* BEGIN DATA *

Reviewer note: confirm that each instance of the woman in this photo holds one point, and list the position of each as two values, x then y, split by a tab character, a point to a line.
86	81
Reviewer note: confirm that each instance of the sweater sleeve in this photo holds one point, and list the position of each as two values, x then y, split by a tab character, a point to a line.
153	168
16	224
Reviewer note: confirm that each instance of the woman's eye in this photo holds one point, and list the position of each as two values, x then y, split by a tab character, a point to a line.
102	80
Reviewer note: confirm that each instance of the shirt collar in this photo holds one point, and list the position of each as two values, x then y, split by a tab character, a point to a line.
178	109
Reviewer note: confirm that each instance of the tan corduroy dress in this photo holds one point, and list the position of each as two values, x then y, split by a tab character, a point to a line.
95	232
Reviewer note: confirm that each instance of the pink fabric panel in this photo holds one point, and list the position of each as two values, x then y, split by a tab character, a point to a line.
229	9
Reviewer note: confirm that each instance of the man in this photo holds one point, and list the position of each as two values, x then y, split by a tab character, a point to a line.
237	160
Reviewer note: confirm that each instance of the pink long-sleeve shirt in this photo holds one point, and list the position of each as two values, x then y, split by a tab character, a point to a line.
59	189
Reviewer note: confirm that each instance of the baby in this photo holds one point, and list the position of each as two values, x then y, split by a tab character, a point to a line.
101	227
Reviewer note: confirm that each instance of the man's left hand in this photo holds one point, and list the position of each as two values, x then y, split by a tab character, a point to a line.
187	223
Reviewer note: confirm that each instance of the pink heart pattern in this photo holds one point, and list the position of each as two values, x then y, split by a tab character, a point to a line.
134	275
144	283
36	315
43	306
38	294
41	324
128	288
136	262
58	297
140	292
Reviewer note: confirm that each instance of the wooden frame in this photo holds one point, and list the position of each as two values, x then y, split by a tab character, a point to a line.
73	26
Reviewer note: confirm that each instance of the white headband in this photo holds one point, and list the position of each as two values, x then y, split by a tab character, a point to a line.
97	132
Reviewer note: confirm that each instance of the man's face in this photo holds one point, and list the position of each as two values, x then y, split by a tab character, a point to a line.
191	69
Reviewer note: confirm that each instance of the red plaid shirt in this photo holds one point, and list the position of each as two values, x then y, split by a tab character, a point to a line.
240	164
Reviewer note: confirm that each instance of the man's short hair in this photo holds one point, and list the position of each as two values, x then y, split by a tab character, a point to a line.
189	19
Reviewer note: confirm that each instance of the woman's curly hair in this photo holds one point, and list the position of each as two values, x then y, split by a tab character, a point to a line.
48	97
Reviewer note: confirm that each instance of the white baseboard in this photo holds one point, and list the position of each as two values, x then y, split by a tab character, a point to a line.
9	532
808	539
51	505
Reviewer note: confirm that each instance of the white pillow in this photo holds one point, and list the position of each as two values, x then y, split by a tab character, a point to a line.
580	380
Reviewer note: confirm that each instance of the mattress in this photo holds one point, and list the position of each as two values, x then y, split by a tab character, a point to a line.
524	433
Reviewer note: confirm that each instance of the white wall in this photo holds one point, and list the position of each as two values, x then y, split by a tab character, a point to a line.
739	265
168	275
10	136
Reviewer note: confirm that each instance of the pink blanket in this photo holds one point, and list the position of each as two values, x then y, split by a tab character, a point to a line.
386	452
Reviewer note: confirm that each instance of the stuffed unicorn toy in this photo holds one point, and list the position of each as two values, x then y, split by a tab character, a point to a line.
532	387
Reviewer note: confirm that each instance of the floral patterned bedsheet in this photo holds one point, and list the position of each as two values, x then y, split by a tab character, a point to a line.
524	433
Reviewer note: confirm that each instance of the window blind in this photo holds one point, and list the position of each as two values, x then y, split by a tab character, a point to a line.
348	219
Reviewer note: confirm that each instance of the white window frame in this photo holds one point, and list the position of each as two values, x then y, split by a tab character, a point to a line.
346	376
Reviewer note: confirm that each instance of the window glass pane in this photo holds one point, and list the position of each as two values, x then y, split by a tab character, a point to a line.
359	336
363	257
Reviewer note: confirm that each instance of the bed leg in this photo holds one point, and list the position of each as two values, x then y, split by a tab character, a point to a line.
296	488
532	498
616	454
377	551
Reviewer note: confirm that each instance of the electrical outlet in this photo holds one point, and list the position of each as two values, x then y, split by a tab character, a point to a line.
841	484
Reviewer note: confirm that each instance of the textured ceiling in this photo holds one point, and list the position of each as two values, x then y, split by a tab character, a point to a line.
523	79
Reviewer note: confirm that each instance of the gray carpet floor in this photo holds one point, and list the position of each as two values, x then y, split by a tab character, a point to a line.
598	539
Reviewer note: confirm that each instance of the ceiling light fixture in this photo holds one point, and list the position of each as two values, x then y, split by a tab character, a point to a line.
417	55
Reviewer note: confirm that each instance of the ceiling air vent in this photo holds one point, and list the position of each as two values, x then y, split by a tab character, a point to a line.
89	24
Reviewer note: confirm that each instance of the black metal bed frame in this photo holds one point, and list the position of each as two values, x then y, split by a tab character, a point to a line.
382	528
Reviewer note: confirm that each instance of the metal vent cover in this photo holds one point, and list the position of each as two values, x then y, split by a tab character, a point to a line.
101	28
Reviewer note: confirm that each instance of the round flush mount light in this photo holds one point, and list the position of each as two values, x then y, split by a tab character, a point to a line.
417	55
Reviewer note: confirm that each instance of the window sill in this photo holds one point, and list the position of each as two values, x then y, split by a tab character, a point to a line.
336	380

* END DATA *

### DESCRIPTION OF THE TASK
Can you give every item above as a two-column CSV headed "prompt" and "response", with one row per item, its text under the first column and its answer under the second, each in its own quoted field with line breaks turned into spaces?

### RESULT FOR THIS TASK
prompt,response
"Reviewer note: confirm that each instance of the woman in this photo holds one point, and list the position of each as two values, x then y, split by a tab character, a point to a line.","86	81"
"Reviewer note: confirm that each instance of the sweater sleeve in this photo holds one point, and list the position of each as two values, x then y, split by a tab character, a point to a line.","153	168 16	224"
"Reviewer note: confirm that each instance of the woman's eye in this photo holds one point, and list the position of each as two values, x then y, split by a tab character, a point to a line.","102	80"
"Reviewer note: confirm that each instance of the shirt collar in this photo holds one point, and list the position of each as two values, x then y, split by a tab character, a point to a line.","178	109"
"Reviewer note: confirm that each instance of the tan corduroy dress in this photo holds one point, and list the position of each as two values, x then y, split by a tab character, a point to a line.","95	232"
"Reviewer note: confirm that each instance of the pink fabric panel in this photo holds one point, and list the position of each as two values, x then y, split by a tab character, a point to a line.","229	9"
"Reviewer note: confirm that each instance of the man in this photo holds one point, and list the position of each as two values, x then y, split by a tab character, a point to a line.","237	160"
"Reviewer note: confirm that each instance of the pink long-sleeve shirt in this photo holds one point, and list the position of each as two values, x then y, split by a tab character, a point to a line.","59	189"
"Reviewer note: confirm that each instance of the baby in this photo holds one point, and list the position of each as two values, x then y, split by a tab character, a point to a line.","101	227"
"Reviewer note: confirm that each instance of the man's left hand in this photo holds one point, and list the position of each as two values, x then y, split by a tab character, a point to a line.","187	223"
"Reviewer note: confirm that each instance of the pink heart pattern in this photo holds one point, and list the position of each as two values, x then y, split by a tab character, a point to a line.","134	275 144	283 36	315 43	306 38	294 41	324 128	288 136	262 58	297 140	292"
"Reviewer note: confirm that each instance of the wooden frame in this photo holds one point, and list the position of each as two values, x then y, split by a tab character, a point to a line.","73	26"
"Reviewer note: confirm that each instance of the white headband in this photo holds one point, and list the position of each as two values, x then y, split by a tab character, a point to a line.","97	132"
"Reviewer note: confirm that each instance of the man's face in this photo holds one point, and list the position of each as two values, x then y, split by a tab character, a point to a line.","191	69"
"Reviewer note: confirm that each instance of the red plaid shirt in this photo holds one point, and list the position of each as two values, x then y, split by a tab character, a point to a line.","240	164"
"Reviewer note: confirm that each instance of the man's short hair in this photo holds one point, and list the position of each as two values, x then y, split by a tab character, a point to a line.","189	19"
"Reviewer note: confirm that each instance of the woman's curly hair in this photo holds one point, and list the position of each as two values, x then y, split by a tab character, a point to a line.","48	97"
"Reviewer note: confirm that each instance of the white baseboard in this photo holds one point, and list the position of each as two values, x then y, split by a tab character, a point to a line.","9	532 808	539 51	505"
"Reviewer note: confirm that each instance of the white pillow in this photo holds one point, and list the position of each as two values, x then y, split by a tab character, a point to a line.","580	380"
"Reviewer note: confirm that each instance of the mattress in this photo holds one point, and list the position of each as two values, x then y, split by a tab character, a point to a line.","524	433"
"Reviewer note: confirm that each instance of the white wall in this photo holds one point, and list the position of each as two values, x then y, split by a tab character, a point to a line.","739	265 168	275 10	136"
"Reviewer note: confirm that each instance of the pink blanket in this photo holds one point, and list the position of each as two values, x then y, split by a tab character, a point to a line.","386	452"
"Reviewer note: confirm that each instance of the stuffed unicorn toy in this photo holds one point, and list the position of each as two values, x then y, split by a tab character, a point to a line.","532	387"
"Reviewer note: confirm that each instance of the floral patterned bedsheet in this photo holds one point, and list the position of each as two values, x then y, split by a tab character, a point to a line.","524	433"
"Reviewer note: confirm that each instance of the window blind in this photo holds one point, and list the position of each as two values, x then y, split by a tab character, a point to a line.","348	219"
"Reviewer note: confirm that each instance of the white window frame in this photo holds one point, and list the position of each as two values, x then y, split by a tab character, a point to a line.","346	376"
"Reviewer note: confirm that each instance of the window glass pane in this photo holds one point, and list the position of each as two values, x then y, split by a tab character, a point to a line.","359	336 363	257"
"Reviewer note: confirm that each instance of the bed leg in this photo holds one point, and list the position of each as two values, x then y, split by a tab character, a point to a line.","296	488 532	498 616	454 377	551"
"Reviewer note: confirm that each instance of the electrical outlet in this photo holds one point, and list the position of each as two values, x then y, split by a tab character, a point to a line.","841	484"
"Reviewer note: confirm that each instance of the textured ceiling in this photo holds one point, and list the position of each as two values, x then y, split by a tab character, a point to a line.","523	79"
"Reviewer note: confirm that each instance of the gray carpet floor in this photo holds one point, and list the position of each as two values, x then y, split by a tab character, a point to a line.","598	539"
"Reviewer note: confirm that each instance of the ceiling light fixture in this photo holds one point, and list the position of each as two values, x then y, split by a tab character, a point to a line.","417	55"
"Reviewer note: confirm that each instance of the ceiling air vent in this photo holds one point, and list the position of each as two values, x then y, split by a tab character, a point to a line.","89	24"
"Reviewer note: confirm that each instance of the black metal bed frame in this photo holds one point, and list the position of each as two values, x then y, split by a tab character, a point to a line.","382	528"
"Reviewer note: confirm that each instance of the metal vent cover in this photo holds one point, and list the position of each as two values, x then y, split by a tab character, a point to a line.","101	28"
"Reviewer note: confirm that each instance of the round flush mount light in this photo holds one point, and list the position of each as two values, x then y, split by a tab character, a point to a line.","417	55"
"Reviewer note: confirm that each instance of the window sill in this photo holds one point, and list the position of each as two values, x then y, split by a tab character, a point to a line.","336	380"